• _Exercise details_: Extract each line from the items below that contains the string "black". Match case exactly.

• _Items for bounding box labeling_:
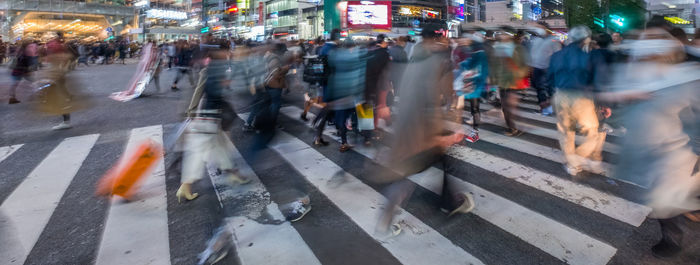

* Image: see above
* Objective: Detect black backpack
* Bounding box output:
[304,56,328,85]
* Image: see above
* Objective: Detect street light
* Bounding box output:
[297,0,321,38]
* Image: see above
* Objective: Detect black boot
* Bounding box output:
[651,218,683,258]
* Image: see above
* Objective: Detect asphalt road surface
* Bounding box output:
[0,61,700,265]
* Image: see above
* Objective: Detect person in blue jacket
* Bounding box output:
[454,33,489,143]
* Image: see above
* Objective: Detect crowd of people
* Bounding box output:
[1,12,700,257]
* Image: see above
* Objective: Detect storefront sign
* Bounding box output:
[347,1,391,29]
[258,1,265,25]
[146,9,187,20]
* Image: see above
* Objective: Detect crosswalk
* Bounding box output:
[0,91,664,265]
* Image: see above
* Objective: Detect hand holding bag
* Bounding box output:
[355,104,374,131]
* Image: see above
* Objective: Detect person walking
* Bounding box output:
[375,24,474,236]
[9,40,32,104]
[493,27,530,137]
[170,40,194,91]
[547,26,604,176]
[530,22,561,116]
[454,33,489,143]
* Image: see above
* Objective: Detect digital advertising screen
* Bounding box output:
[347,1,391,29]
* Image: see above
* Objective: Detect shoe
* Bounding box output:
[197,225,233,265]
[222,169,250,185]
[564,164,581,176]
[651,235,682,259]
[684,211,700,223]
[464,130,479,143]
[243,124,255,132]
[542,106,554,116]
[175,183,199,203]
[503,129,523,137]
[285,201,311,222]
[51,121,73,131]
[314,138,329,146]
[447,192,475,217]
[340,144,353,152]
[582,159,605,174]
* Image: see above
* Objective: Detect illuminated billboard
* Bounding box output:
[347,1,391,29]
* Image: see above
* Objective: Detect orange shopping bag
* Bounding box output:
[96,140,163,198]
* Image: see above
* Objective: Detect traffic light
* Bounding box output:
[610,15,625,28]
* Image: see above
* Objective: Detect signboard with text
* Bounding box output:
[347,1,391,29]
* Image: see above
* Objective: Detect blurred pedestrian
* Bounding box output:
[377,24,474,235]
[491,27,530,137]
[9,40,33,104]
[547,26,604,176]
[599,27,700,258]
[530,22,561,116]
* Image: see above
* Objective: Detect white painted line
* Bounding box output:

• _Task response_:
* Objective: Detect black backpack
* Objective: Detect black boot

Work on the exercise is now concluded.